§ **Set problem**: Set the pictures aside and set down only the lines from the line holding "Would you mind marking the foreground" through the end of the entries below, ends included.

Point placement records
────────────────────────────────────────
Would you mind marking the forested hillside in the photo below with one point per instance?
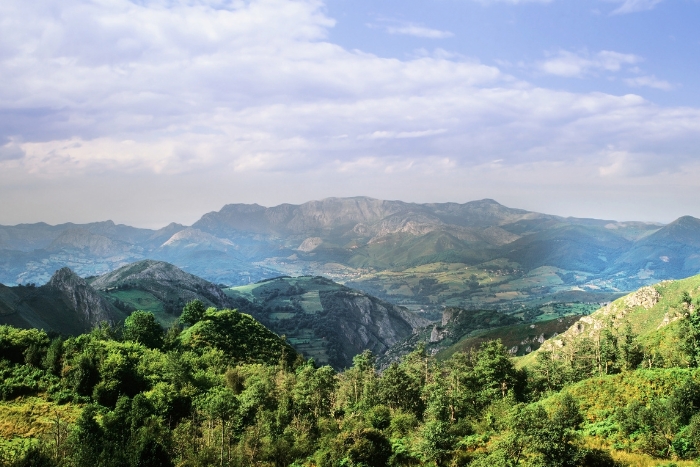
(220, 389)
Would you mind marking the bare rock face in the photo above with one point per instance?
(369, 323)
(164, 281)
(646, 297)
(90, 307)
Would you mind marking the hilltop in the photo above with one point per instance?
(474, 255)
(66, 304)
(159, 287)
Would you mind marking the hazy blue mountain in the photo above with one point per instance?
(499, 256)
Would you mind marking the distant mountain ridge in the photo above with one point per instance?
(66, 304)
(356, 240)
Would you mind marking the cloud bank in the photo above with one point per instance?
(254, 91)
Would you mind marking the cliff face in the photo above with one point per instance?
(89, 306)
(364, 322)
(324, 320)
(66, 304)
(167, 283)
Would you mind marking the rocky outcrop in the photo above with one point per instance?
(164, 281)
(646, 297)
(366, 322)
(89, 306)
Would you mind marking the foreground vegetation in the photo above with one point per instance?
(221, 389)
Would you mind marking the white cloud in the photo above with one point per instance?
(418, 31)
(569, 64)
(633, 6)
(252, 100)
(649, 81)
(402, 134)
(513, 2)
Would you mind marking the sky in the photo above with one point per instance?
(148, 112)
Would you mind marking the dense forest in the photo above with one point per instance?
(218, 388)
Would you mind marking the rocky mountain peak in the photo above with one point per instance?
(90, 307)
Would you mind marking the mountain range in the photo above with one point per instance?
(479, 254)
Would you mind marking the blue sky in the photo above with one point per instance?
(152, 111)
(657, 43)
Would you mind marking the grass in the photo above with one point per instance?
(32, 417)
(498, 284)
(512, 336)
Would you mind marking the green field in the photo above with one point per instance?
(499, 284)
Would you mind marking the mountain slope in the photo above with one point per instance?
(650, 313)
(325, 320)
(66, 304)
(502, 258)
(159, 287)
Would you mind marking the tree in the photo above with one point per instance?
(142, 327)
(193, 312)
(220, 404)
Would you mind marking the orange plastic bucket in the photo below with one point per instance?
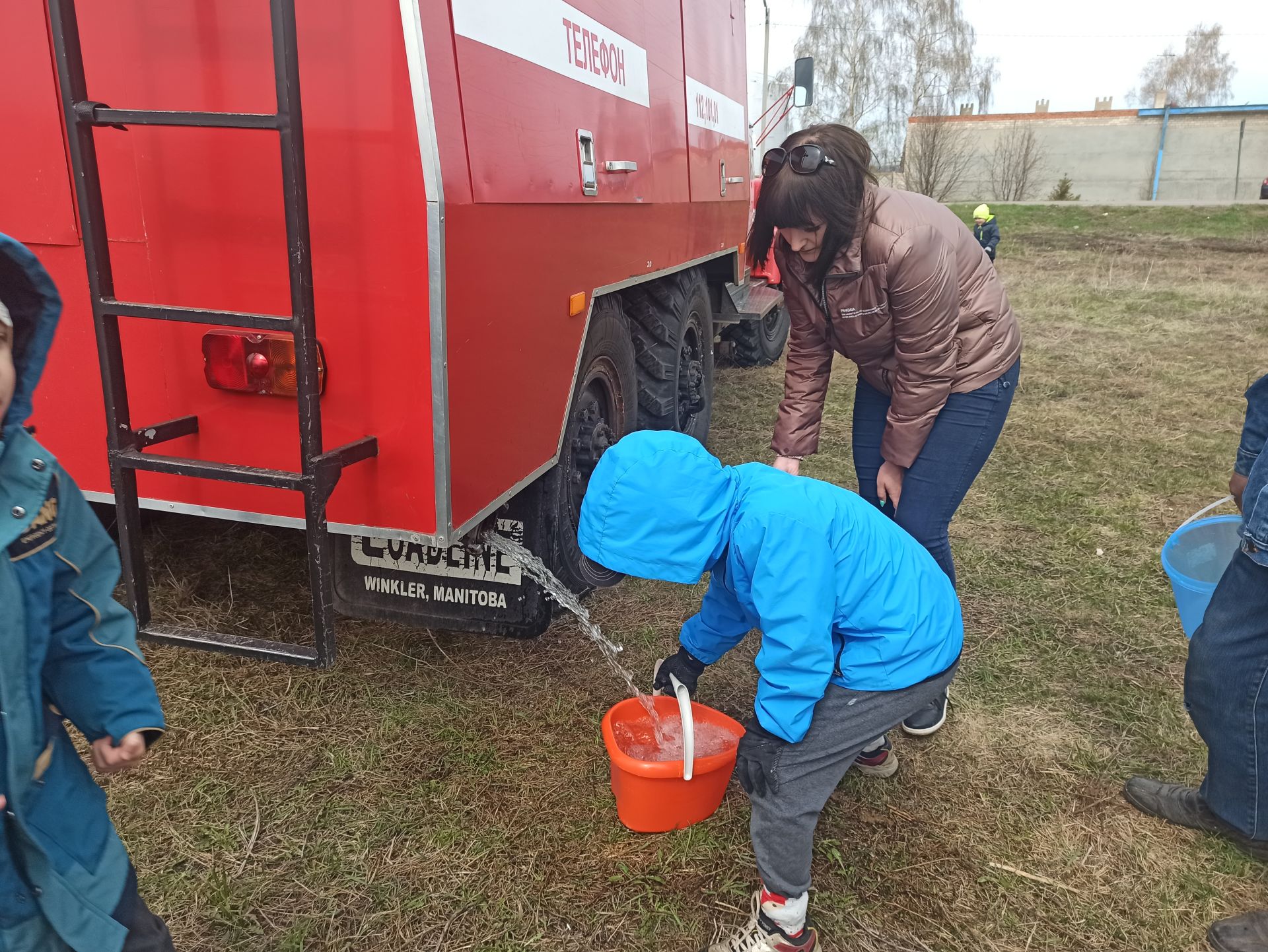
(651, 795)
────────────────────────────────────────
§ **Answer in full**:
Would you mind marking the foreground vegetation in the photo above with one point per instance?
(221, 389)
Would you mind marking the white cloud in the photo above with one point per instance?
(418, 31)
(569, 64)
(633, 6)
(252, 100)
(649, 81)
(402, 134)
(513, 2)
Would you mind marking the sky in the photo above with one point per instance?
(148, 112)
Would you mind marking the dense forest in the photo above with one point per instance?
(218, 388)
Would you mind marking the rocky mountain peak in the photo above with one point per instance?
(90, 307)
Would you mind marking the mountain range in the photo above with one point per instance?
(479, 254)
Would you mind marking the blue sky in the photo above with one point per instance?
(152, 111)
(657, 43)
Would you mind marking the grass in the photo above with one point per instance?
(32, 417)
(498, 284)
(512, 336)
Would you mind marking the green field in the photo above with one point per instance?
(499, 284)
Would you mind marking the mountain slope in the photo above with one point per instance?
(650, 313)
(325, 320)
(66, 304)
(502, 258)
(159, 287)
Would you mind marking the tree in the photo above with one point per instance?
(142, 327)
(193, 312)
(220, 404)
Would you mind marking the orange plastic bucket in the photo below with one point per instance?
(651, 795)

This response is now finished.